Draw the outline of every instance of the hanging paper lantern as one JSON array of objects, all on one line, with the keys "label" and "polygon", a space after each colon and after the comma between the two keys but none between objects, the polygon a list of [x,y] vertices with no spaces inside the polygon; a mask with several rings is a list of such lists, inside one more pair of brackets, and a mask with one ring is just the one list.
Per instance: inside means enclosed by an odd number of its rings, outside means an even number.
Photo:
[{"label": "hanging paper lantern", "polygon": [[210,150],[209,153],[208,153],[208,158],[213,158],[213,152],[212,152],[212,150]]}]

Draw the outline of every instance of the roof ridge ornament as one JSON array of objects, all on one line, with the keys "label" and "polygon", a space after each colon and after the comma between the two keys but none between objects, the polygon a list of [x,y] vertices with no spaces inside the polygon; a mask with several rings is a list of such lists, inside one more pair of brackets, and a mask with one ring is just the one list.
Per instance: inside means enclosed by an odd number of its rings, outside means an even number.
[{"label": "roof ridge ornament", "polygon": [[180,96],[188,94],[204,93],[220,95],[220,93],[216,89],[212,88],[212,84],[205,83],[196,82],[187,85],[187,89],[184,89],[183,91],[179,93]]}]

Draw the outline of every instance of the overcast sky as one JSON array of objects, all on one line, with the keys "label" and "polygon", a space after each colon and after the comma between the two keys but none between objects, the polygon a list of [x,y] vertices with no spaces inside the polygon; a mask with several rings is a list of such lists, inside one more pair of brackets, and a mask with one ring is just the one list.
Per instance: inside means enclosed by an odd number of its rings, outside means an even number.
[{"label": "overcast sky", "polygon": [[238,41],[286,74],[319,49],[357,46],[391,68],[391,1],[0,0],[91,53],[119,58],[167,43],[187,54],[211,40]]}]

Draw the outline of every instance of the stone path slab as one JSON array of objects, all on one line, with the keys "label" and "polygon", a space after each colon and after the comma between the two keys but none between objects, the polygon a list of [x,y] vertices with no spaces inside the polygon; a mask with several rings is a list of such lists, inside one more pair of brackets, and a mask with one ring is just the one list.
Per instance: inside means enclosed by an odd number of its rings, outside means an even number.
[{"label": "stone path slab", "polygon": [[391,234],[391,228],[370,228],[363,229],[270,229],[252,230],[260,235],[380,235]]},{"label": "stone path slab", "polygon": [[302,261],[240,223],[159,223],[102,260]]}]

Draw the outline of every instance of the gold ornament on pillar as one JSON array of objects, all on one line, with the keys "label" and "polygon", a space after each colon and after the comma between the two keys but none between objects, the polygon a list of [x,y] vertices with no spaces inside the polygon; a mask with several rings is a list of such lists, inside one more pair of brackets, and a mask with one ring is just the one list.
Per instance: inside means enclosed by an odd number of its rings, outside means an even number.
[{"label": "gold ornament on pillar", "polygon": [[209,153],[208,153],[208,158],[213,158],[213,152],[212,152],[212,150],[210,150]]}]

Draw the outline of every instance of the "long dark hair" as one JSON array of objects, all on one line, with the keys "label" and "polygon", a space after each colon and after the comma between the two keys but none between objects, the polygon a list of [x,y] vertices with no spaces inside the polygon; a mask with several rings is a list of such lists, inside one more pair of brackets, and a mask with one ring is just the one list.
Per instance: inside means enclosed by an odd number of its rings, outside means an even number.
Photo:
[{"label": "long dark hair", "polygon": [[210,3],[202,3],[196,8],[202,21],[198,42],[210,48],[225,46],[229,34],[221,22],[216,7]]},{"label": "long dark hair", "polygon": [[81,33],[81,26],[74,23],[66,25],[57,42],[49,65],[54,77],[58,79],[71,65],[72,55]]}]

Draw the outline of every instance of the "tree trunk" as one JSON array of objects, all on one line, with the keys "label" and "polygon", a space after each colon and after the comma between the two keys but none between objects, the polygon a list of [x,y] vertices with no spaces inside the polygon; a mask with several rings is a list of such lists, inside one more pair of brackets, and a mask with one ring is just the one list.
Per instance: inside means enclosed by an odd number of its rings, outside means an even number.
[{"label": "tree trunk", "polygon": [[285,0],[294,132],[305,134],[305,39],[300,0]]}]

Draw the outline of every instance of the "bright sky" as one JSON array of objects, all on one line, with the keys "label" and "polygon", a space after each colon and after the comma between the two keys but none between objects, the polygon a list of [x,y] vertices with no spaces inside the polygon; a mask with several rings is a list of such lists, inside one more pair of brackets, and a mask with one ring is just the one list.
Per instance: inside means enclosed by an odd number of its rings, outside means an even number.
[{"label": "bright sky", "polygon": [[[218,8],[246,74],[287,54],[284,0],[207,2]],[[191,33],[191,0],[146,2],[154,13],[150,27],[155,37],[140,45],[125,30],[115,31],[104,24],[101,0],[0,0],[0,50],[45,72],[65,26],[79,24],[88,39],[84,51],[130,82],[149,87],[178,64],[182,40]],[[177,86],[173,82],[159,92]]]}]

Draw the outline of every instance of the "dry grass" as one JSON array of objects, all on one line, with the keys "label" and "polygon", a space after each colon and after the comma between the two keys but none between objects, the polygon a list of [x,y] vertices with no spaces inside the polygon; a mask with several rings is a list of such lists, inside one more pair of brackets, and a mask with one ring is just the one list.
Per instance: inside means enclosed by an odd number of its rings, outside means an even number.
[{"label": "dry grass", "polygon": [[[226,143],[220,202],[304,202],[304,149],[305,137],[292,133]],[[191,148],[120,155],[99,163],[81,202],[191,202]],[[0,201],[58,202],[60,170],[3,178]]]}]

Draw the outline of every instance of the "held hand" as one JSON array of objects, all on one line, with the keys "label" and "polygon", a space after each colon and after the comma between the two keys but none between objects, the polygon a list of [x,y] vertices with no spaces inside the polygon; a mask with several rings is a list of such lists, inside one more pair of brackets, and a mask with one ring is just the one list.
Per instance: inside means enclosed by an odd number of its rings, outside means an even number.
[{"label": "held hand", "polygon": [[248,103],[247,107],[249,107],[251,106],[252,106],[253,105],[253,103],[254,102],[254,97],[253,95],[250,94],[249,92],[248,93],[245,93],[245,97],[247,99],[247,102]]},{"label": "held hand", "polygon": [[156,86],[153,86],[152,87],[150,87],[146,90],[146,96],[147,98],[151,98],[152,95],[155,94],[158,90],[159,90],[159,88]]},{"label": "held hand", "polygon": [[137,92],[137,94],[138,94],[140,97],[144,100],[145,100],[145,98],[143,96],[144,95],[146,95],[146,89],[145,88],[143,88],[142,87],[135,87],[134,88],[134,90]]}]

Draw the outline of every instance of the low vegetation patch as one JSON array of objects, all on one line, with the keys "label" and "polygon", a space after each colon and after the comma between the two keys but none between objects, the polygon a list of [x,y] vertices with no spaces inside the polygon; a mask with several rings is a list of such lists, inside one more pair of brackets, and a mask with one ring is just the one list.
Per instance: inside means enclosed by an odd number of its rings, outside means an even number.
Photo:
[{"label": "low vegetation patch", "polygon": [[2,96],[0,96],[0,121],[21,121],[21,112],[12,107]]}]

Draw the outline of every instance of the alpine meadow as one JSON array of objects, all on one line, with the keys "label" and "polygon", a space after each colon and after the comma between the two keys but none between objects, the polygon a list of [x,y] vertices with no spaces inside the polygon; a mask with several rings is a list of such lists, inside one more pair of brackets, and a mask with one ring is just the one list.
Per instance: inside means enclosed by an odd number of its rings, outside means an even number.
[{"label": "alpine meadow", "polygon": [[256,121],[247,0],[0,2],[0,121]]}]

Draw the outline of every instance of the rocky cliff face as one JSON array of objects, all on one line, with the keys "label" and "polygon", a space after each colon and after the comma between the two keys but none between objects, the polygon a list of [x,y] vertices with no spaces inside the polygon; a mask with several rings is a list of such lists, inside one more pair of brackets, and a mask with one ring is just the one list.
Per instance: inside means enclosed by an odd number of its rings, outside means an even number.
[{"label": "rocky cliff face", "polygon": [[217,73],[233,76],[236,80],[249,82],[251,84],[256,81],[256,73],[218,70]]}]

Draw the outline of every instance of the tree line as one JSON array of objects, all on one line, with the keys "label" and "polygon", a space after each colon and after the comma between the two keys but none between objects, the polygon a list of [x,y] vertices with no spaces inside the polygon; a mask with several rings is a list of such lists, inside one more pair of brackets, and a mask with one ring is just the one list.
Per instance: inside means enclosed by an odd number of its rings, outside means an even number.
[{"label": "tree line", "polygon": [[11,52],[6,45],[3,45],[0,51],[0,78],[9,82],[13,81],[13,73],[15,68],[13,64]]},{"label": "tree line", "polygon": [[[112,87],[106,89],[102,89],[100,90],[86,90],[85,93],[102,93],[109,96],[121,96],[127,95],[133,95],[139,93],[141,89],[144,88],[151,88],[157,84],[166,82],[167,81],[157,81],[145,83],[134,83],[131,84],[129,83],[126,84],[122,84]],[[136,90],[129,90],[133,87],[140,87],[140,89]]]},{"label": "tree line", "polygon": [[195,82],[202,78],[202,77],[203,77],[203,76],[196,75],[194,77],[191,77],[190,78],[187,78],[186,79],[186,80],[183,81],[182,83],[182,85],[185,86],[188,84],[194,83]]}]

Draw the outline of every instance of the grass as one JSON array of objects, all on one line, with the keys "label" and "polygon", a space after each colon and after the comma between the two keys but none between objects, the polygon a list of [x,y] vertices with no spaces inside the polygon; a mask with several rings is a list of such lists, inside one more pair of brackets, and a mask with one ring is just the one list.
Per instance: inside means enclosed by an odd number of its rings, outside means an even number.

--

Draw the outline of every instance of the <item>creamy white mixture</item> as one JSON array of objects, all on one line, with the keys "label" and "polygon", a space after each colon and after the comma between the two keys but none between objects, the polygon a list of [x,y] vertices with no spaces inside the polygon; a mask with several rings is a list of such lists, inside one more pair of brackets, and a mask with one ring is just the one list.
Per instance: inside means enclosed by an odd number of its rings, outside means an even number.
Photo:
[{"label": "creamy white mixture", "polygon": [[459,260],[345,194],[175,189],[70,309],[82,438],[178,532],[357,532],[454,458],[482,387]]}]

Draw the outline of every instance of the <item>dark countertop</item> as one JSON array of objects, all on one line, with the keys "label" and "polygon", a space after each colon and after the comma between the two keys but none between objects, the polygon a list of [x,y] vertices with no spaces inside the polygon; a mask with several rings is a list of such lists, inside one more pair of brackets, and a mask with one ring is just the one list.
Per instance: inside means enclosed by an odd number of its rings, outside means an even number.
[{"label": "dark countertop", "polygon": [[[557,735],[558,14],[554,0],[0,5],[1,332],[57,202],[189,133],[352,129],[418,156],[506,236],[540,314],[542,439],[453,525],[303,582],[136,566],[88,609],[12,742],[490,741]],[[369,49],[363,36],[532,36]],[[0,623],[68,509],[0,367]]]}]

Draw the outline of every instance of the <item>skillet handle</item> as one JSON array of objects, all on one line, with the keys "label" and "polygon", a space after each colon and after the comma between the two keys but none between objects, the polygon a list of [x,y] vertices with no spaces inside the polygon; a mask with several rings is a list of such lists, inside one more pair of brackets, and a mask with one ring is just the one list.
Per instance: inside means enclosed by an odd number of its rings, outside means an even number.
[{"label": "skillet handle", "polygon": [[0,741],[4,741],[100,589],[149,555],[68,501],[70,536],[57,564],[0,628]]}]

* * *

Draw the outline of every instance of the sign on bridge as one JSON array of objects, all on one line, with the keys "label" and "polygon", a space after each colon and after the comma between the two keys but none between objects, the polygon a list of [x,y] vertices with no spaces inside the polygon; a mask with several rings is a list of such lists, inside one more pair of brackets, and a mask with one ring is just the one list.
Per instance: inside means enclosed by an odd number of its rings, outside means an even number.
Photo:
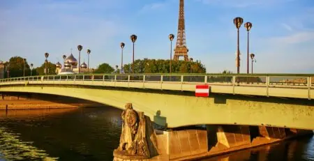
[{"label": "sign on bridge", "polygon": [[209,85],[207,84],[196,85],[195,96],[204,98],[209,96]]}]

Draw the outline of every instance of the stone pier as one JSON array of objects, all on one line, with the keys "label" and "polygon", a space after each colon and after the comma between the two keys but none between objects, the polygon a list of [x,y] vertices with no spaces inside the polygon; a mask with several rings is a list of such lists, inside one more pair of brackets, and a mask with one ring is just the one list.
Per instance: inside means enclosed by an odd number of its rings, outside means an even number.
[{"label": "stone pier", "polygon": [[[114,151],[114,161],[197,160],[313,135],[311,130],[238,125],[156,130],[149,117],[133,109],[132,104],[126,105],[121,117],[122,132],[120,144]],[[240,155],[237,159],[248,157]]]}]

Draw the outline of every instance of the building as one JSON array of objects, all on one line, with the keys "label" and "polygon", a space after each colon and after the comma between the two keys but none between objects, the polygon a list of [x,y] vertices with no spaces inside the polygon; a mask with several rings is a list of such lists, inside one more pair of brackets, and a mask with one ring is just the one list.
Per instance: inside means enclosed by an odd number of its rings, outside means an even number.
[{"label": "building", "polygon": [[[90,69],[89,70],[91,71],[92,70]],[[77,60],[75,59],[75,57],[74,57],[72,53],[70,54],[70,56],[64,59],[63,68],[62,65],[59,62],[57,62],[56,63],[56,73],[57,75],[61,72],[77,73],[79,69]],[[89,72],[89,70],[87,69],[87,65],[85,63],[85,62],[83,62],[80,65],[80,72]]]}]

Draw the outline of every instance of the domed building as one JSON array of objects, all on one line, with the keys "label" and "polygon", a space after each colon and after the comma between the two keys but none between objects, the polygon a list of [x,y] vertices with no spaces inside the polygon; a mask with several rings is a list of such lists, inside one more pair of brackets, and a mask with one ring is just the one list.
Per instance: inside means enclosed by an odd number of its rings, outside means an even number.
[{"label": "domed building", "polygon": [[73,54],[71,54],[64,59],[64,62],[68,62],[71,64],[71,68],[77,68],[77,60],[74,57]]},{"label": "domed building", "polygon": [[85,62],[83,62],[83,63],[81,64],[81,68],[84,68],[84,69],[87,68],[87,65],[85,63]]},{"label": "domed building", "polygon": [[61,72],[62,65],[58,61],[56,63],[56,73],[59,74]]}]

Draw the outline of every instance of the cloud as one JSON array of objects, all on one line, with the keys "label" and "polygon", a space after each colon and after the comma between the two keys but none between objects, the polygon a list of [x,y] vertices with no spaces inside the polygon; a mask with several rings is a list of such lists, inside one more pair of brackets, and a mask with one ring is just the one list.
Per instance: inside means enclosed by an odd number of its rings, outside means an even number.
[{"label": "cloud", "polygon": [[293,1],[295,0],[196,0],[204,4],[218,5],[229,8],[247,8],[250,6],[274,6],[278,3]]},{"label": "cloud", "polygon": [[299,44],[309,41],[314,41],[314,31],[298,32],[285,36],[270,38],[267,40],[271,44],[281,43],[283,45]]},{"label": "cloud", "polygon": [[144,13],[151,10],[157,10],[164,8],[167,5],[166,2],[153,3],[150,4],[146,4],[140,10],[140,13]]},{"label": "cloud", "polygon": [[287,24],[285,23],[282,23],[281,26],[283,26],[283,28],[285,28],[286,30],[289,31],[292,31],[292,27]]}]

ZADANIE DO ROZWIĄZANIA: Zbierz z powyższych danych wszystkie wiersze, w których występuje słowo „grass”, i przepisz je w całości.

ROZWIĄZANE ZADANIE:
Draw the outline of every instance of the "dry grass" as one JSON array of objects, all on one line, with the keys "label" and "polygon", a space after each colon and after the comma between the two keys but none between objects, the polygon a list of [x,y] vertices with no spaces inside the polygon; a mask with several rings is a list of such lists, inside one more pair of brackets, and a mask with one ring is just the one list.
[{"label": "dry grass", "polygon": [[[226,143],[220,202],[304,202],[304,149],[305,137],[292,133]],[[191,148],[120,155],[99,163],[81,202],[191,202]],[[0,201],[58,202],[60,170],[3,178]]]}]
Draw the outline of every instance of the grass as one JSON array of objects, all on one line, with the keys "label" and "polygon", a space after each colon and after the comma between the two keys but none between objects, the polygon a list of [x,y] vertices with no spaces inside the polygon; a mask with several rings is a list of such lists, inside one more pair of brackets, and a mask with one ring is just the one list.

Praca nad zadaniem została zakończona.